(Information):
※
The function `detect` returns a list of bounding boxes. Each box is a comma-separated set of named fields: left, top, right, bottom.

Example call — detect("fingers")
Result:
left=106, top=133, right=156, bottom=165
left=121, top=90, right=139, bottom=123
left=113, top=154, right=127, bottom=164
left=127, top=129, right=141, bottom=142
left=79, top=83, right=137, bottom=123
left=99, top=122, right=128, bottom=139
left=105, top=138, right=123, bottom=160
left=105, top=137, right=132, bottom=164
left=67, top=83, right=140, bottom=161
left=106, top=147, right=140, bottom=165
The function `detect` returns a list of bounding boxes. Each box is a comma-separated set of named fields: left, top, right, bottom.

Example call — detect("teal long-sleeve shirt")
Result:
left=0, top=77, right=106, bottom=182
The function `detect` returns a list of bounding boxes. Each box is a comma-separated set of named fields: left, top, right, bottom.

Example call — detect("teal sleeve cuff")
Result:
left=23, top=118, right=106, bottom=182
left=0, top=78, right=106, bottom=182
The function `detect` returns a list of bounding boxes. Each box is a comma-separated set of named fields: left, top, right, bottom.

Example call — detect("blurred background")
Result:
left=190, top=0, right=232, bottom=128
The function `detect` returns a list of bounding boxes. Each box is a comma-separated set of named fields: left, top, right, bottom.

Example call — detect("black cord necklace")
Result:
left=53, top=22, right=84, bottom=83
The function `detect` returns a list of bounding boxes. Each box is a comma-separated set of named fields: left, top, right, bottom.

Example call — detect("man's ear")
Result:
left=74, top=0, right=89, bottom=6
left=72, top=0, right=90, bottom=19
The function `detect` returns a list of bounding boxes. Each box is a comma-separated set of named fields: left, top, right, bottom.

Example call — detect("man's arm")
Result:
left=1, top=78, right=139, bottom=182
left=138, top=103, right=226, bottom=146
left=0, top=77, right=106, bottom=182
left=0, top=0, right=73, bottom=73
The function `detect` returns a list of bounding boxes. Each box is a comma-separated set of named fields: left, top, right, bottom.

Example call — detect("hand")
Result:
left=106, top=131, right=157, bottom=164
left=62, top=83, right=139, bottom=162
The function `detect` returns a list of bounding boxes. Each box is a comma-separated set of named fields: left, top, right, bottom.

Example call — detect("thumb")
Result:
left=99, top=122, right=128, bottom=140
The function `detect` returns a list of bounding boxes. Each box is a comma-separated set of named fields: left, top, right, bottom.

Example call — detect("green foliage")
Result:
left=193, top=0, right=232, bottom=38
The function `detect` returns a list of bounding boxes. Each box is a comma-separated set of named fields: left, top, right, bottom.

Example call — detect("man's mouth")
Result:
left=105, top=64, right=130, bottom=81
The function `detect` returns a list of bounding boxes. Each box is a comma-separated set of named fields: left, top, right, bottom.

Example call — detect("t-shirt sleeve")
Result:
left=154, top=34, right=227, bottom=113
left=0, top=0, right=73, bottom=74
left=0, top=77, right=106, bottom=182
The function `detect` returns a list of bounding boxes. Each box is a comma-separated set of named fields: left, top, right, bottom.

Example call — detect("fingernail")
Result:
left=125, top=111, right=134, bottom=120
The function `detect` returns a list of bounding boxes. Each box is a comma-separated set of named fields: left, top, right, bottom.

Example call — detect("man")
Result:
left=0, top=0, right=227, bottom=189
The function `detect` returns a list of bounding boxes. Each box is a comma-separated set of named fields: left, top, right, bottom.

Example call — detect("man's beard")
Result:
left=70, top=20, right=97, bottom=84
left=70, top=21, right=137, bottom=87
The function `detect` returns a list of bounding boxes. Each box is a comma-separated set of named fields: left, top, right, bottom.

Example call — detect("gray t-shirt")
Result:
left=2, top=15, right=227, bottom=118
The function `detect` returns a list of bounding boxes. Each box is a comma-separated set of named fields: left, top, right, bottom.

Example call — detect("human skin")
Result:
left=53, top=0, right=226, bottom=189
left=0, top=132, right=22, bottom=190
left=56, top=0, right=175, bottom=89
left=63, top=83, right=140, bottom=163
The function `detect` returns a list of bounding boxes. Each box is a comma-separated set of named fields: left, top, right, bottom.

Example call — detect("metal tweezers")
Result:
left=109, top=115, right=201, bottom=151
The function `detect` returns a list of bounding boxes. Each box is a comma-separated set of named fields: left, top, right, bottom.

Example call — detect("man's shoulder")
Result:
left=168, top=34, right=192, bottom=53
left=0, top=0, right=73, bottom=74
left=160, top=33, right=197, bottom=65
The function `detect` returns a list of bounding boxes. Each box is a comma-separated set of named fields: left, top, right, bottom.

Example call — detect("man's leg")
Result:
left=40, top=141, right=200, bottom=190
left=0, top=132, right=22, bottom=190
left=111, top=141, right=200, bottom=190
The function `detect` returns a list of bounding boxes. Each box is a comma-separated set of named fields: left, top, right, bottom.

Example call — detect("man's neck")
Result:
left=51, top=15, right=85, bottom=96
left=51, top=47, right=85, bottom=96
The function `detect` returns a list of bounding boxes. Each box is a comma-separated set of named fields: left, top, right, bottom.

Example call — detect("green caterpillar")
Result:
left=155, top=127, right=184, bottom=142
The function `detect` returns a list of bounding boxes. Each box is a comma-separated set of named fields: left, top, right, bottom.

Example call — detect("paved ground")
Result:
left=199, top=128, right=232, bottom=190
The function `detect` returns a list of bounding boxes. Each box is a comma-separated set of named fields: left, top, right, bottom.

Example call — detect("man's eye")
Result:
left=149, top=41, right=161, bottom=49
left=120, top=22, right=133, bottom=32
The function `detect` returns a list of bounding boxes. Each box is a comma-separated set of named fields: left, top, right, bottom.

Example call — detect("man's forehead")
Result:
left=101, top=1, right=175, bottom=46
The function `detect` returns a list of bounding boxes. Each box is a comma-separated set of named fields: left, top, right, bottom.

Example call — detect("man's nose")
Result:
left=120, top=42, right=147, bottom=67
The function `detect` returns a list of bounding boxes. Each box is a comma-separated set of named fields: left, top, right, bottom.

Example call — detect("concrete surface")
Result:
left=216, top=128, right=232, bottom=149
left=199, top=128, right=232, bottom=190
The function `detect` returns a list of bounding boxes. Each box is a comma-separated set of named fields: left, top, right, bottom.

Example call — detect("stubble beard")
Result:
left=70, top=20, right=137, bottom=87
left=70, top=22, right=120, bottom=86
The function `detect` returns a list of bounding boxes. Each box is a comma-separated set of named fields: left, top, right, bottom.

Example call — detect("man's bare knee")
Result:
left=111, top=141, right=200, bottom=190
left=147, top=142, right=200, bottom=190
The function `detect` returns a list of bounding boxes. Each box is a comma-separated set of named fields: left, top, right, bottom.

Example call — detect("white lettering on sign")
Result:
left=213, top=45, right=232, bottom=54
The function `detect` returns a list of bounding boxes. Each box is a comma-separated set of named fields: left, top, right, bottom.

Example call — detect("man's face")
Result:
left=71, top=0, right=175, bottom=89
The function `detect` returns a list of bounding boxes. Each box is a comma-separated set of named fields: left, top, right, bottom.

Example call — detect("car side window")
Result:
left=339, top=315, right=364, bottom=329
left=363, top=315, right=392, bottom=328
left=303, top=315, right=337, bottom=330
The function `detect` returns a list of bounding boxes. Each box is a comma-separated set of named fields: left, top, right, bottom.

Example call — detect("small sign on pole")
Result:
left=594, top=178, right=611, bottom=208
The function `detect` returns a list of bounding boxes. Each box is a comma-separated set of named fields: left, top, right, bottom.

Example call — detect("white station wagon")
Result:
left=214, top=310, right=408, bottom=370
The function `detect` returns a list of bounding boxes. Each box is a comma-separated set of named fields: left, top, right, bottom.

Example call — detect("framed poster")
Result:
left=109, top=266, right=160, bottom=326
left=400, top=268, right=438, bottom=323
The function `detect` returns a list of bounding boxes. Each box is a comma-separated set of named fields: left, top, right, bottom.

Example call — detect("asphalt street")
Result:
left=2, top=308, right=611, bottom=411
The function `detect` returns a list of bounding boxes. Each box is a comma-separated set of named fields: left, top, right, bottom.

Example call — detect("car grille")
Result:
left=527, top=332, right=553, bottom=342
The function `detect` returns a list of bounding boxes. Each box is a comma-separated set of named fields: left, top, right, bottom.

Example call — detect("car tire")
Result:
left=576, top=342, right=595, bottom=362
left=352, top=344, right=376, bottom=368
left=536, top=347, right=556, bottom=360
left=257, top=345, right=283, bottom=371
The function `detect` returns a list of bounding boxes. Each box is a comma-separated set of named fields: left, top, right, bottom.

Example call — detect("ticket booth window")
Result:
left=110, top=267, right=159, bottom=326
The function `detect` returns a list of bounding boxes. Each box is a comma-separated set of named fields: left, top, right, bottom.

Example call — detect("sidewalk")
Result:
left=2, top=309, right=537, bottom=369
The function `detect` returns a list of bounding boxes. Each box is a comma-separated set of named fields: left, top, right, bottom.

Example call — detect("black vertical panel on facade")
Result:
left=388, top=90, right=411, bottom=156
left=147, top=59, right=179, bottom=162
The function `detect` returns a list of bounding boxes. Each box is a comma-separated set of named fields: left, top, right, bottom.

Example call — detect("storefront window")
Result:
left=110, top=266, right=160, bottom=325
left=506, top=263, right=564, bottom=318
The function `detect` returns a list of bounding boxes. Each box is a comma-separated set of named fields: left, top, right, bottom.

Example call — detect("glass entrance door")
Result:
※
(What to produce): The answer must consist of every line above that contains the word "black".

(Solution for this problem):
Example call — detect("black cord necklace")
Example call — detect("black vertical panel on facade")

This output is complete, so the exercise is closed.